◆ ACTIVITY: Word for word, set down every record that appears below.

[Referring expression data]
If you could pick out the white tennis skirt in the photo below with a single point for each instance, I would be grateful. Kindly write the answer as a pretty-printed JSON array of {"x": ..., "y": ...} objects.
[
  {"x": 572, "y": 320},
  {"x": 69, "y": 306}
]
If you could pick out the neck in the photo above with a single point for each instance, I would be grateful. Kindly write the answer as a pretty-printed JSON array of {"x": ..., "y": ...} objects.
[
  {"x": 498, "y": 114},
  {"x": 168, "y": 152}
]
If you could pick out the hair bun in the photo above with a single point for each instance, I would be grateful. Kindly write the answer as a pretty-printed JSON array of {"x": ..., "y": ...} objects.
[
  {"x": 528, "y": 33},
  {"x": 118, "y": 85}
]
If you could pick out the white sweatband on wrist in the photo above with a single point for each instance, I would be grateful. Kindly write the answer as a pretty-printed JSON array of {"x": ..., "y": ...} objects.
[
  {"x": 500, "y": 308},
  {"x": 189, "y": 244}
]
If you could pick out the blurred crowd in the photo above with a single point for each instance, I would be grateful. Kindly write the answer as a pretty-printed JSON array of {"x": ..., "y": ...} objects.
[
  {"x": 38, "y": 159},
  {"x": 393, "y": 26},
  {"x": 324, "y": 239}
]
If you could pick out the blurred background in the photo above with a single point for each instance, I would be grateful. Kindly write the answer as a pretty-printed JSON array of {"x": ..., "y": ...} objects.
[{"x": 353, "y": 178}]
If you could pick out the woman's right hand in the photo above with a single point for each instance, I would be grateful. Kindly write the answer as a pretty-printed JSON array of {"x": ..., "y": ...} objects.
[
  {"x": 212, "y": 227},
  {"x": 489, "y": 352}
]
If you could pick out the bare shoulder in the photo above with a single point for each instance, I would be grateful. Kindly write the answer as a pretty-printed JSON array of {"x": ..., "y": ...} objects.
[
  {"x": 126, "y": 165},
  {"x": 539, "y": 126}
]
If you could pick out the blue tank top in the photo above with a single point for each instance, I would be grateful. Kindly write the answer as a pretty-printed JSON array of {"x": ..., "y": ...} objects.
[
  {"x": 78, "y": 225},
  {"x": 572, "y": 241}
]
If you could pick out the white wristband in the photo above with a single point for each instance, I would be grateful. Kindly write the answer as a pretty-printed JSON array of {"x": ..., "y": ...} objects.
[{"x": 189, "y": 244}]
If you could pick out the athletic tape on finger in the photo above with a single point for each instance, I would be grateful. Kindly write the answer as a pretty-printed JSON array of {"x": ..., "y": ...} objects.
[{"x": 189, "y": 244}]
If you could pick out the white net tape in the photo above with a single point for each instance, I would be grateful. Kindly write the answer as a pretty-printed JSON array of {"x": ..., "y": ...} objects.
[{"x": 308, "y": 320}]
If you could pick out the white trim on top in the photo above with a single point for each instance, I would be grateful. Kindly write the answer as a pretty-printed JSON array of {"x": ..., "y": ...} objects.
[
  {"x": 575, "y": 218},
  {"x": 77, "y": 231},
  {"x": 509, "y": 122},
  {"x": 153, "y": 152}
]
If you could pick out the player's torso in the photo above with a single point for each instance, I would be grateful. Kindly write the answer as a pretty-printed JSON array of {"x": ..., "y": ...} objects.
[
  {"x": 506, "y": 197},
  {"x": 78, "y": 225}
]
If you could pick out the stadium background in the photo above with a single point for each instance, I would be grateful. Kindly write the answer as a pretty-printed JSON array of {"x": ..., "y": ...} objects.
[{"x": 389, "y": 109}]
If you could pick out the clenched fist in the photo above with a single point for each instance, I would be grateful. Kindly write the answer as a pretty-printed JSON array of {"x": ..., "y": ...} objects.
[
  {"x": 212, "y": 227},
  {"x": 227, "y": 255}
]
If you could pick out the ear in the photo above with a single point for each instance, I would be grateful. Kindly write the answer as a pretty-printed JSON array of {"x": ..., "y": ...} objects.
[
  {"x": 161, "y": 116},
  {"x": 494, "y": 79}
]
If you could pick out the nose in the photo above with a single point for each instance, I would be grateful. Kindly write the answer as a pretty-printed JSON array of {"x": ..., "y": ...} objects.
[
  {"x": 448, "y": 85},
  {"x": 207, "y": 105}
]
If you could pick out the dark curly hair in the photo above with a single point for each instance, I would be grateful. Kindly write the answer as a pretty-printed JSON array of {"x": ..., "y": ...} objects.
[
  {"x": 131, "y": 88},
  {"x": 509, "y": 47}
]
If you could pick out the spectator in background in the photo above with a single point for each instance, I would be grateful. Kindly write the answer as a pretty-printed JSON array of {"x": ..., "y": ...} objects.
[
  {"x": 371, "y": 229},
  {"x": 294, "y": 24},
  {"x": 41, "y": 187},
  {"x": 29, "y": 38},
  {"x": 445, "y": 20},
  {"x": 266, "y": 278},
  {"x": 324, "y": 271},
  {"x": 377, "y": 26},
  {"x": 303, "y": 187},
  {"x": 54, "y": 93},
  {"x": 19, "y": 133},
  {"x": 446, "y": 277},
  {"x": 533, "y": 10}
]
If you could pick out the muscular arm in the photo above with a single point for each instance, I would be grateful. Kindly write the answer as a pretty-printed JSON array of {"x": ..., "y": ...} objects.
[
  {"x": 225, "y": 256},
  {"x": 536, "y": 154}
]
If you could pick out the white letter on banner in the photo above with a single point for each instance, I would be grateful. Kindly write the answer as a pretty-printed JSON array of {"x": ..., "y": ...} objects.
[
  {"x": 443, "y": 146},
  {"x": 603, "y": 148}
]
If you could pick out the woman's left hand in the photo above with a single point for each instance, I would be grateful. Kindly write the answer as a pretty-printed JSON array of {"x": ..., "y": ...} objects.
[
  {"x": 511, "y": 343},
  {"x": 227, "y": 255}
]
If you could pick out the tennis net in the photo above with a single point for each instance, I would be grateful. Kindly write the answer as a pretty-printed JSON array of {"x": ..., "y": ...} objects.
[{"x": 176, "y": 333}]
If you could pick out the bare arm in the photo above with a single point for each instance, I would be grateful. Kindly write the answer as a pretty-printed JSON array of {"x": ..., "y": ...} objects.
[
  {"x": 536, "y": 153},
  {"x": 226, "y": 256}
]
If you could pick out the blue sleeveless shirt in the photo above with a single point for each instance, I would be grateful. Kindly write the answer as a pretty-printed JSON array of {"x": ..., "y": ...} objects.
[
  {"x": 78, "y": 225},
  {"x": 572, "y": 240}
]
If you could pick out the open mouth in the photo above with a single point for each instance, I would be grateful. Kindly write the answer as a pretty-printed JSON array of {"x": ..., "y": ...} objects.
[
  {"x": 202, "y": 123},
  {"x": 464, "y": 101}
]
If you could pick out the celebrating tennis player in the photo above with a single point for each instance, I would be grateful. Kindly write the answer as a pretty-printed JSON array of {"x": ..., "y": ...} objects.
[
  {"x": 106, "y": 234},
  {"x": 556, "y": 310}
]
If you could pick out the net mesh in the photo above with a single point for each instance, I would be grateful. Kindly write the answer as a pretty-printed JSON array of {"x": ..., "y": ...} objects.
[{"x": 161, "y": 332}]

◆ COMPLETED TASK:
If you could pick out the white tennis skirt in the photo below with a single point for each instance, I would be grateful. Kindly write the answer as a pretty-printed JSON array of {"x": ..., "y": ...} objects.
[
  {"x": 572, "y": 320},
  {"x": 69, "y": 306}
]
If you could pick out the neck in the photo above with a single point for each instance, I would be grateful. Kindly write the answer as a pretty-printed JSON array of {"x": ..., "y": ...} objects.
[
  {"x": 498, "y": 114},
  {"x": 168, "y": 152}
]
If you could pick out the hair bun in the photo above with a single point for each instance, I would be grateful. Kindly write the answer as a pretty-printed JSON array of {"x": ..., "y": ...} objects.
[
  {"x": 528, "y": 33},
  {"x": 118, "y": 85}
]
If you could pick out the white sweatband on wrist in the photo above with a single point for each instance, I would be grateful. Kindly write the answer as a pretty-printed JSON array of {"x": ..., "y": ...} objects.
[
  {"x": 500, "y": 308},
  {"x": 189, "y": 244}
]
If you could pick out the blurred crowd in the photo above with a single point for each instance, I would be grateful. Kindly write the answer as a pretty-printed JSON array of {"x": ..., "y": ...} objects.
[
  {"x": 38, "y": 159},
  {"x": 393, "y": 26},
  {"x": 324, "y": 239}
]
If you could pick out the blurred background in the photo above with a single point for each instance, I would be grateful. Kindly write the answer as a pretty-printed JSON array of {"x": ..., "y": ...} objects.
[{"x": 353, "y": 178}]
If you could pick out the woman's right hand in the photo above with a single point for each instance, I would be grateful. Kindly write the answer as a pretty-printed JSON array of {"x": ..., "y": ...} objects.
[
  {"x": 212, "y": 227},
  {"x": 489, "y": 352}
]
If you could pick out the bare shoulder in the photo above with a single point for each instance, I would be grateful. Kindly write the answer as a pretty-printed JSON array of {"x": ..., "y": ...} objects.
[
  {"x": 126, "y": 165},
  {"x": 539, "y": 126}
]
If you could pick out the blue tank top in the photo above with a single point for each instance, I would be grateful. Kindly write the answer as a pretty-printed JSON array of {"x": ..., "y": ...} objects.
[
  {"x": 78, "y": 225},
  {"x": 572, "y": 241}
]
If you could pick out the white wristband in the photo above with a single point for each instance, I would be grateful. Kindly write the answer as a pretty-printed JSON array of {"x": ..., "y": ...} objects.
[{"x": 189, "y": 244}]
If you could pick out the athletic tape on finger in the photo above with a single point for each instance, I would be grateful. Kindly write the answer as a pretty-printed JSON array of {"x": ..., "y": ...} objects.
[{"x": 189, "y": 244}]
If you could pick out the white net tape in the photo above with a single point for each instance, I would be grateful. Kindly write the answer as a pretty-printed JSON array of {"x": ..., "y": ...} objects.
[{"x": 308, "y": 320}]
If you could pick out the white trim on top in the photo above with a single point for each instance, I would be grateful. Kindly write the answer as a pretty-printed JSON array of {"x": ..., "y": ...} objects.
[
  {"x": 575, "y": 218},
  {"x": 77, "y": 231},
  {"x": 509, "y": 122},
  {"x": 153, "y": 152}
]
If you could pick out the player's torso in the photo above with a single point for each instance, I would be grateful. Kindly write the answer as a pretty-printed JSON array of {"x": ..., "y": ...} objects.
[
  {"x": 506, "y": 197},
  {"x": 78, "y": 225}
]
If you could pick out the stadium background in the photo above with a single point for each instance, I would be grateful. Kindly write the answer as a pretty-printed JSON array of {"x": ..., "y": ...} objects.
[{"x": 389, "y": 109}]
If you could pick out the clenched fist in the photo above with a single point for each instance, I would be grateful. Kindly write the answer as a pretty-printed JSON array of {"x": ..., "y": ...} objects.
[
  {"x": 212, "y": 227},
  {"x": 227, "y": 255}
]
If you could pick out the ear in the photo above with a single point for each instance, I would be grateful. Kindly write the answer as a pretty-printed JSON array of {"x": ..., "y": ...} objects.
[
  {"x": 161, "y": 116},
  {"x": 494, "y": 79}
]
If you could pick out the nose in the photo above with a single point for each instance, I would be grateful. Kindly write the answer as a pretty-printed JSON array of {"x": ..., "y": ...} objects.
[
  {"x": 448, "y": 85},
  {"x": 207, "y": 105}
]
If you could pick out the dark curly hair in the photo above with a single point for each instance, I would be grateful. Kindly write the answer as a pretty-printed JSON array of {"x": ..., "y": ...} objects.
[
  {"x": 131, "y": 88},
  {"x": 509, "y": 47}
]
If you could pick out the spectator in background in the photo above with a single point for each instance, I would be grateful. Kindly write the answer as a pretty-printed JSON array of {"x": ..., "y": ...} objects.
[
  {"x": 371, "y": 229},
  {"x": 294, "y": 24},
  {"x": 41, "y": 187},
  {"x": 29, "y": 38},
  {"x": 445, "y": 20},
  {"x": 266, "y": 278},
  {"x": 324, "y": 271},
  {"x": 377, "y": 26},
  {"x": 303, "y": 187},
  {"x": 54, "y": 93},
  {"x": 19, "y": 133},
  {"x": 446, "y": 277},
  {"x": 533, "y": 10}
]
If you could pick out the muscular arm in the photo above with a single point for each instance, I would be grateful. Kindly write the answer as a pretty-printed JSON array of {"x": ..., "y": ...} objects.
[
  {"x": 225, "y": 256},
  {"x": 536, "y": 154}
]
If you could pick out the white letter on banner in the photo above with a single point for each instance, I would be grateful. Kindly write the answer as a pretty-printed JSON array of {"x": ..., "y": ...} objects.
[
  {"x": 443, "y": 146},
  {"x": 603, "y": 148}
]
If you could pick out the woman's left hand in the photo above with a single point for each instance, I would be grateful. Kindly write the answer as a pretty-printed JSON array of {"x": ..., "y": ...} objects.
[
  {"x": 511, "y": 343},
  {"x": 227, "y": 255}
]
If you could pick out the tennis net in the photo above with a single point for each instance, I would be grateful. Kindly write the answer as a pretty-printed JSON array of {"x": ..., "y": ...} objects.
[{"x": 176, "y": 333}]
If you could pick out the bare arm in the photo above with a single point for each instance, I would be grateful. Kindly write the answer as a pretty-printed JSON array of {"x": ..., "y": ...} objects.
[
  {"x": 536, "y": 153},
  {"x": 226, "y": 256}
]
If you could pick out the blue sleeveless shirt in the photo above with a single point for each instance, I would be grateful. Kindly write the answer as a pretty-printed JSON array of {"x": ..., "y": ...} objects.
[
  {"x": 78, "y": 225},
  {"x": 572, "y": 240}
]
If you could pick out the open mouth in the photo above with a single point for each instance, I would be grateful. Kindly write the answer as a pretty-printed JSON array of {"x": ..., "y": ...} objects.
[
  {"x": 202, "y": 123},
  {"x": 464, "y": 101}
]
If you could pick out the celebrating tennis player in the photo above with a single point for each instance, I would be grateful. Kindly write the answer as a pretty-printed JSON array of {"x": ..., "y": ...} objects.
[
  {"x": 106, "y": 234},
  {"x": 556, "y": 310}
]
If you could pick out the net mesh in the photo above with a single point for each instance, I would be grateful. Kindly write the answer as a pretty-printed JSON array of {"x": ..., "y": ...} objects.
[{"x": 161, "y": 332}]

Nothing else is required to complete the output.